EXTRACT TO READ below:

Jonah Goldberg documents a truly frightening development among many American conservatives.

Bruce Yandle calls out the mischief of Tariff Man.

David Henderson calls out the mischief of environmentalists who wish to use words inaccurately.

James Pethokoukis explains the danger lurking in Nancy Pelosi’s attack on Facebook.

Elaine Schwartz asks if Sears was an early Amazon.com.

Matt Ridley makes clear that any threat to biodiversity will not be eliminated by eliminating free markets. A slice:

It’s been calculated that if today’s population were to be fed using the mainly organic yields of 1960, we would have to farm 82% of the world’s land, whereas actually we farm about 38%. Thanks to fertilisers, tractors, genetics and pesticides, we now need 68% less land to produce a given quantity if food than we did in 1960. That’s a good thing. Most sensible conservationists now realise that “land sparing” is the right approach – intensive farming plus land set aside, rather than inefficient farming with some nature in the fields. Professor Andrew Balmford of Cambridge University led a team that did thorough research showing that this is the better approach not just for land use but for other environmental issues too: they found that organic dairy farms cause at least 30% more soil loss, and take up twice as much land, as conventional dairy farming for the same amount of milk produced, for example.

End of EXTRACT TO READ.
EXTRACTED INFORMATION below:

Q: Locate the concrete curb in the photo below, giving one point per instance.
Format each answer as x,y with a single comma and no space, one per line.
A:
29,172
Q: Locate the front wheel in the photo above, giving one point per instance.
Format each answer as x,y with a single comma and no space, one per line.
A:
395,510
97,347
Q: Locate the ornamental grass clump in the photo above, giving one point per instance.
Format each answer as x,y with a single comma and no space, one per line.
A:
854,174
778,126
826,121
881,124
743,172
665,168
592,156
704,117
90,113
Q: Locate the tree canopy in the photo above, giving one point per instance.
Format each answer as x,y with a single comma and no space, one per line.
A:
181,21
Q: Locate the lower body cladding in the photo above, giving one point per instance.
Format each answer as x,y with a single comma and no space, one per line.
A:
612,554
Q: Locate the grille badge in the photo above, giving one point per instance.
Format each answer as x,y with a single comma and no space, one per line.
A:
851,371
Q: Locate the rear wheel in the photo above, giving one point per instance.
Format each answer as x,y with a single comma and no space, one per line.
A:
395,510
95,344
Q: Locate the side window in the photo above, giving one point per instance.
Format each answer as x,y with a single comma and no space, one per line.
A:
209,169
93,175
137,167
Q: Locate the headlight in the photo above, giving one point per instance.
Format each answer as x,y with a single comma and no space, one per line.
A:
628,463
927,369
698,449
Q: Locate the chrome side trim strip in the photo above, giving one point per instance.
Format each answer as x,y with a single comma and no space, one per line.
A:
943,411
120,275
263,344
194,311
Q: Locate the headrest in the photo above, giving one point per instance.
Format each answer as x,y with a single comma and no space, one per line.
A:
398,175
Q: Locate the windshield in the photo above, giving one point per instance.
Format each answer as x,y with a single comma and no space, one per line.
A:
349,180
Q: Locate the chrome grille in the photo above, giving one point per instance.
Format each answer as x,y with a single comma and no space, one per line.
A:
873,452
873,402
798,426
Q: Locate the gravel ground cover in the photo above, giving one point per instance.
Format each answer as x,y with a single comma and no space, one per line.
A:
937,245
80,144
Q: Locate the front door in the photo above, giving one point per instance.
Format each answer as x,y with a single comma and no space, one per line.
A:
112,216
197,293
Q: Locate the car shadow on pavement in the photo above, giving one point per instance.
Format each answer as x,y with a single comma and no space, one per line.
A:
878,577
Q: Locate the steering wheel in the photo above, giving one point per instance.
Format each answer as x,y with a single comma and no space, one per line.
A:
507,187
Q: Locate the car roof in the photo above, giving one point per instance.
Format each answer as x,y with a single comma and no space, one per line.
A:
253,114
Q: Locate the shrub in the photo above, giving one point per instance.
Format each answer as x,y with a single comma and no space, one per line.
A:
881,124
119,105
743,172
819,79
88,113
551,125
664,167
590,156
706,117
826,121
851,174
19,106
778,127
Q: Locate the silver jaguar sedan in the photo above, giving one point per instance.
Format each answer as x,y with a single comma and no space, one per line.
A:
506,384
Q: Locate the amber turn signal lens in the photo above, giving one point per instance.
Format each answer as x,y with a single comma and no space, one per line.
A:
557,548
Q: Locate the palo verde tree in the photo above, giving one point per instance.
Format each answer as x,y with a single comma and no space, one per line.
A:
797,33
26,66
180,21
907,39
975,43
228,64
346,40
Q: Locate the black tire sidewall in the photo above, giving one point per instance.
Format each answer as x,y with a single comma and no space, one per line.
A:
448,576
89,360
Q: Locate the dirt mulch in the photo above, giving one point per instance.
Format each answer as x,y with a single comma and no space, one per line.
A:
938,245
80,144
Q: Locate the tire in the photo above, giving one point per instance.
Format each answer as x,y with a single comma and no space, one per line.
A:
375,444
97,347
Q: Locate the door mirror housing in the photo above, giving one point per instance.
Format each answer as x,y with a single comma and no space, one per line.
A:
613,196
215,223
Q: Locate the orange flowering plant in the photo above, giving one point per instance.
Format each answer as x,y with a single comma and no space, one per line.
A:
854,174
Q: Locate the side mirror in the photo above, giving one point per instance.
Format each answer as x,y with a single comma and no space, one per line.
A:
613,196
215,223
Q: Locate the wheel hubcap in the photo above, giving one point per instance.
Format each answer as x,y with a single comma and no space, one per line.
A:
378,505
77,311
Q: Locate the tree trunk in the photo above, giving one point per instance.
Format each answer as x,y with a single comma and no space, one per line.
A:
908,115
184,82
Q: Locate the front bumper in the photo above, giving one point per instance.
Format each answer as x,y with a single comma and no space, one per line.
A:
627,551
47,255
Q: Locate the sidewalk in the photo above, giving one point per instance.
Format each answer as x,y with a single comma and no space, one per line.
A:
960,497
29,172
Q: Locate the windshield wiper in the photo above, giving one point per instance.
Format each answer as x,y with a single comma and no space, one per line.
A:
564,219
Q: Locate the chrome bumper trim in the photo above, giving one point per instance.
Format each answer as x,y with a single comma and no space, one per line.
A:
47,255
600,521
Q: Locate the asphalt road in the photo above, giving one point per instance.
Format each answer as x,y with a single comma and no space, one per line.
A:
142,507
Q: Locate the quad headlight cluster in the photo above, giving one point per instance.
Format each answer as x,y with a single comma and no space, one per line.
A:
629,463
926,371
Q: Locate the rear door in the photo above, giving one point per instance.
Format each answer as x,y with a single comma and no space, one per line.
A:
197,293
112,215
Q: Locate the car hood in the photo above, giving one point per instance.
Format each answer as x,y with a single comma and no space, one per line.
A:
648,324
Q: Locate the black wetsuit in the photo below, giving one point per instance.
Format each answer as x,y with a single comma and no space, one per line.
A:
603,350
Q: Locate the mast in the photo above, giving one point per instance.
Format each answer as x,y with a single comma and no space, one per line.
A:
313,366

End of EXTRACTED INFORMATION.

§ **ASSIGNED TASK A**:
Answer these questions from the roundup of links:
(i) Who asks whether Sears was an early Amazon.com?
(ii) What share of the world's land would have to be farmed to feed today's population with the yields of 1960?
(iii) How much more soil loss do organic dairy farms cause than conventional dairy farming, according to the research by Balmford's team?
§ **ASSIGNED TASK B**:
Reproduce the stretch of the roundup of links from "Bruce Yandle calls" through "attack on Facebook.".

§ **RESPONSE BOX A**:
(i) Elaine Schwartz
(ii) 82%
(iii) At least 30% more

§ **RESPONSE BOX B**:
Bruce Yandle calls out the mischief of Tariff Man.

David Henderson calls out the mischief of environmentalists who wish to use words inaccurately.

James Pethokoukis explains the danger lurking in Nancy Pelosi’s attack on Facebook.